SHORT TASK: Please copy out, word for word, the part of the records that opens with the line containing "Each instance of the man's" and closes with the final line of the records, both of those lines included.

DATA PROVIDED:
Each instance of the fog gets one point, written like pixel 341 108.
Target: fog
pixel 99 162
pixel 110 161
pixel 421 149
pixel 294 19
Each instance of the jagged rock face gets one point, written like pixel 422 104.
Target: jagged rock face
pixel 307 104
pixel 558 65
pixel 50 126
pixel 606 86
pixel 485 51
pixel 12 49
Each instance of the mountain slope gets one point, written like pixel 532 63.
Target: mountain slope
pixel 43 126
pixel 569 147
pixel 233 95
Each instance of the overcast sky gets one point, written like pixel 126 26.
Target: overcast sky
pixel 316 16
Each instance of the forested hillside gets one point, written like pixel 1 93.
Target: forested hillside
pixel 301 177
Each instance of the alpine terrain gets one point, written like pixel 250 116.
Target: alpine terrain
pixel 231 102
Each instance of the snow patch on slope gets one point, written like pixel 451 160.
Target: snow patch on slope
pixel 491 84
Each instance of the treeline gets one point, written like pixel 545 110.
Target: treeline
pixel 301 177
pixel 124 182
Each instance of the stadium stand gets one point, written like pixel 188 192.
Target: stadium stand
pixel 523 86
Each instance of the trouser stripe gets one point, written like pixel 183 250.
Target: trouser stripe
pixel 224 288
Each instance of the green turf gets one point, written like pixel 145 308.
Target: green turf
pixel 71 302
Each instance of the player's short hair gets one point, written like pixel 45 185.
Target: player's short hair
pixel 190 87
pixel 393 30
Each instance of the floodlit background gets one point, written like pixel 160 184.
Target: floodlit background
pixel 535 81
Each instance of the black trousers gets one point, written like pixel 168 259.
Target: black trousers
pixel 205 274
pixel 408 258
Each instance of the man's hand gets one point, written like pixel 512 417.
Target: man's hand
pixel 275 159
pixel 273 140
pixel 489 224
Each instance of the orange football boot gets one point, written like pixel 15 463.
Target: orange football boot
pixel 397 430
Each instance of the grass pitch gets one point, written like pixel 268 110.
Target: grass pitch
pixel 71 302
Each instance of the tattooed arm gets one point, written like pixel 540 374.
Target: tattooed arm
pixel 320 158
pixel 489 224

EXERCISE OUTPUT:
Each instance of the man's hand gets one point, written like pixel 512 417.
Target: man's hand
pixel 275 159
pixel 273 140
pixel 489 224
Each instance of the orange football boot gets one point, written like pixel 15 463.
Target: orange football boot
pixel 397 430
Each instance of the grass pitch gets one point, written like pixel 268 110.
Target: grass pitch
pixel 71 302
Each instance of the tattooed arm gets one point, written like pixel 540 374.
Target: tattooed arm
pixel 320 158
pixel 489 224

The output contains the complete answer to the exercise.